Required work
Reproduce the lines below word for word, keeping every character and line break unchanged.

Listing

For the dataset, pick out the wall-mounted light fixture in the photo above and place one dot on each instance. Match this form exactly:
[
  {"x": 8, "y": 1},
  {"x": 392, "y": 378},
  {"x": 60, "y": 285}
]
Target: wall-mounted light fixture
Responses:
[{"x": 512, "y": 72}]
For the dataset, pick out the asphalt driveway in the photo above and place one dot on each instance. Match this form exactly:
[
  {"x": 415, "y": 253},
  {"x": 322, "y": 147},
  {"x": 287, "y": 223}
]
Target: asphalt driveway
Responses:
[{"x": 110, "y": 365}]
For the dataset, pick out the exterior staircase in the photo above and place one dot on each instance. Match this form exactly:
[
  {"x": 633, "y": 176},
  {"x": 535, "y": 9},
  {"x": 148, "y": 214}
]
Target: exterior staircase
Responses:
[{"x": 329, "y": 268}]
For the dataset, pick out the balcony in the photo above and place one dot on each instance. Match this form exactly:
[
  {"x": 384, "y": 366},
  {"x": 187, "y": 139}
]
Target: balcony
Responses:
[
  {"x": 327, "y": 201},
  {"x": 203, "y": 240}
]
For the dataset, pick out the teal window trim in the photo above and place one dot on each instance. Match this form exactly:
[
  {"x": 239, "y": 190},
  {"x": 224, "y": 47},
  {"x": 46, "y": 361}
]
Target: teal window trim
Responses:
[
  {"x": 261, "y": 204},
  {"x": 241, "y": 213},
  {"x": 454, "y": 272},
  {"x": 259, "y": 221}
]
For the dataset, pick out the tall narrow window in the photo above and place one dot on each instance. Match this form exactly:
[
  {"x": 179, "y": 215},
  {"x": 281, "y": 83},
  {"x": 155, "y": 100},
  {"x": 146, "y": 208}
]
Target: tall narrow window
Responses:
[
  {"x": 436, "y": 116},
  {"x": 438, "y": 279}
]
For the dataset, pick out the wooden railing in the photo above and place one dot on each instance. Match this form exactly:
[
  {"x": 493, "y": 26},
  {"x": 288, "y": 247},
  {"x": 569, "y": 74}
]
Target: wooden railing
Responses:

Result
For the dataset, pick out the wall-mounted light fixture in the photo above and place one dot on each instance. Match this form exactly:
[
  {"x": 8, "y": 1},
  {"x": 392, "y": 378},
  {"x": 60, "y": 285}
]
Target: wall-mounted light fixture
Responses:
[{"x": 512, "y": 72}]
For the dataset, pick out the asphalt driveway in the photo above and place one dot on each instance. Match this form exactly:
[
  {"x": 415, "y": 253},
  {"x": 322, "y": 147},
  {"x": 287, "y": 223}
]
Target: asphalt driveway
Responses:
[{"x": 110, "y": 365}]
For the dataset, pick out the exterior staircase in the photo above and place one dot on each instance. Match this form exactly:
[
  {"x": 633, "y": 176},
  {"x": 535, "y": 9},
  {"x": 148, "y": 214}
]
Target: exterior staircase
Responses:
[{"x": 329, "y": 268}]
For the dataset, pick out the balcony in the photo above and place one dot on each instance. Match this form exactly:
[
  {"x": 384, "y": 366},
  {"x": 187, "y": 139}
]
Target: balcony
Responses:
[
  {"x": 327, "y": 201},
  {"x": 203, "y": 240}
]
For the dataset, pick out the teal window trim in the photo above and place one dot on each instance. Match this form exactly:
[
  {"x": 239, "y": 190},
  {"x": 224, "y": 47},
  {"x": 46, "y": 361}
]
Target: teal window trim
Responses:
[
  {"x": 261, "y": 204},
  {"x": 241, "y": 213},
  {"x": 454, "y": 272},
  {"x": 259, "y": 221}
]
For the dataset, pick out the tall narrow window in the photo above and place one dot on each instance. Match this form exactly:
[
  {"x": 179, "y": 215},
  {"x": 281, "y": 83},
  {"x": 155, "y": 100},
  {"x": 146, "y": 208}
]
Target: tall narrow window
Responses:
[
  {"x": 436, "y": 116},
  {"x": 438, "y": 279}
]
For the dataset, pick out the wooden railing in the photo above and place one dot on each instance. Match this form exactly:
[
  {"x": 493, "y": 26},
  {"x": 288, "y": 247},
  {"x": 569, "y": 74}
]
Target: wooden railing
Responses:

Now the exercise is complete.